Extracted records
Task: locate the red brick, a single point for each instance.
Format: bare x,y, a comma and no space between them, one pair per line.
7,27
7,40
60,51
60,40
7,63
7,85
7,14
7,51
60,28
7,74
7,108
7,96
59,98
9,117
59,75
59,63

• _WHAT THE TASK REQUIRES_: Set down the records again verbatim, so that each word stays as it is.

• _RESPONSE AREA_:
Task: locate the red brick, a single point for each instance.
Format: bare x,y, a comma and no space between them, one pair per line.
7,27
7,40
60,51
60,40
7,63
7,85
7,14
7,51
60,28
7,74
7,108
7,96
59,98
9,117
59,75
59,63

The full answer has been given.